> **Requirement**:
For each statement about the forum thread below, answer yes or no and quote the exact words of the thread that decide it: (a) carverman suggests that the surplus money be given to charities; (b) carverman says the wings on stage are made of peacock feathers; (c) Homerhomer replies that carverman is not missing the point.

# Victoria's "not so" Secret TV extravanganza



## carverman (Nov 8, 2010)

You would think that in times of a slowing economy with so many people out of work, so much need and children that rely on food banks, that they would curtail this
ridiculous display of female flesh bouncing around on stage in ridiculous costumes that are somewhere between burlesque and male fantasy, and instead
donate the surplus money to deserving charities. Maybe I'm missing the point here?

These "earthly angels" strutting around on stage, bejeweled and adorned with ostrich feather wings,wearing just the bare minumum required, epitomize what is wrong
with society today. 
The hundreds of thousands, or even millions spent on this tv fantasy along with "the Biebe" just goes to show that maybe the Mayans were right to end the
calendar on December 21st of this year...as there is no real hope that things could get better beyond that date.


----------



## Homerhomer (Oct 18, 2010)

carverman said:


> You would think that in times of a slowing economy with so many people out of work, so much need and children that rely on food banks, that they would curtail this
> *ridiculous display of female flesh bouncing around on stage in ridiculous costumes that are somewhere between burlesque and male fantasy, and instead*
> donate the surplus money to deserving charities. *Maybe I'm missing the point here?*
> 
> ...


Yes, you are missing a point ;-)
At any point in history there were poeple dying of starvation and wealthy spending money on trivial and extravagant meaningless items, all at the same time.

> **Given data**:
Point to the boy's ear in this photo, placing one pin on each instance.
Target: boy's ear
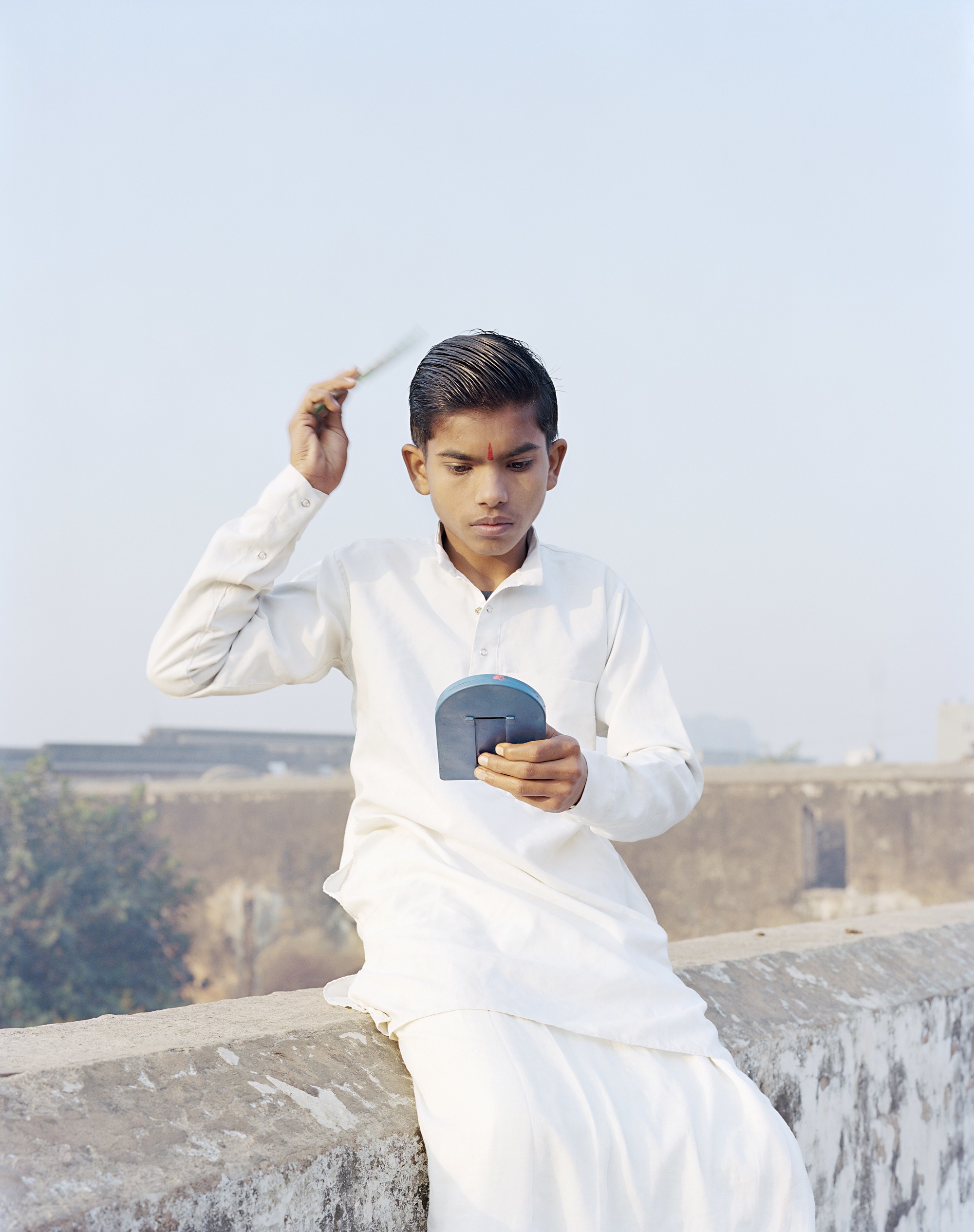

> **Result of the exercise**:
(a) Yes: "donate the surplus money to deserving charities."
(b) No: "adorned with ostrich feather wings"
(c) No: "Yes, you are missing a point ;-)"